> _Extract_
====
When using OAuth-authenticated Prometheus endpoints (Google Managed Prometheus, Azure Managed Prometheus), queries may succeed in Explore and dashboards but fail intermittently during alert evaluation. This happens because the alerting backend handles token refresh differently from the interactive query path.

If you’re using GCP, consider the **datasource-syncer** pattern — a sidecar process that refreshes OAuth tokens and updates the data source credentials on a schedule shorter than the token lifetime.

For detailed troubleshooting steps, refer to [OAuth token expiration errors](/docs/grafana-cloud/connect-externally-hosted/data-sources/prometheus/troubleshooting/#oauth-token-expiration-errors-gcp-and-azure).

### Data source-managed rules are read-only

Grafana can display Prometheus alerting rules but can’t create or modify them through the UI. To manage Prometheus-native alerting rules, edit your Prometheus rule files directly and reload the configuration.

## Configure alert state for execution errors

By default, when a Grafana-managed alert rule encounters an execution error or timeout (such as a network blip, i/o timeout, or a transient 502 from Prometheus), the rule enters an **Error** state — which fires the alert. This can cause false alarms and spam on-call teams when the underlying issue is a brief connectivity interruption rather than a genuine threshold breach.

To prevent false positives from transient errors, configure the **Alert state if execution error or timeout** setting on each alert rule:

1. Open the alert rule for editing.
2. In the alert conditions section, locate **Alert state if execution error or timeout**.
3. Change the value from **Alerting** (default) to one of:
   
   - **Keep Last State** — The alert retains its previous state (firing or normal) until a successful evaluation occurs. This is the recommended setting for most Prometheus alert rules.
   - **OK** — The alert is set to normal during the error, preventing it from firing.
4. Click **Save rule**.
====
> _Recorded data_

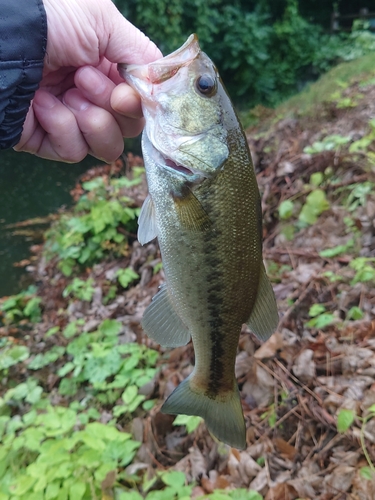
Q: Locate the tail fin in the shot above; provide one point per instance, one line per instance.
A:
====
> _Task set_
- 1) In the Prometheus alerting text, rewrite the passage from "To prevent false" to "rule for editing.", replacing "false positives" with "spurious alerts".
- 2) Answer these questions using the Prometheus alerting text.
(a) What pattern does the text suggest to GCP users for refreshing OAuth tokens?
(b) How are Prometheus-native alerting rules managed, since Grafana can't modify them through the UI?
(c) Which value of the execution error setting does the text recommend for most Prometheus alert rules?

> _Results_
- 1)
To prevent spurious alerts from transient errors, configure the **Alert state if execution error or timeout** setting on each alert rule:

1. Open the alert rule for editing.

- 2)
(a) The datasource-syncer pattern: a sidecar process that refreshes OAuth tokens and updates the data source credentials on a schedule shorter than the token lifetime.
(b) By editing the Prometheus rule files directly and reloading the configuration.
(c) Keep Last State.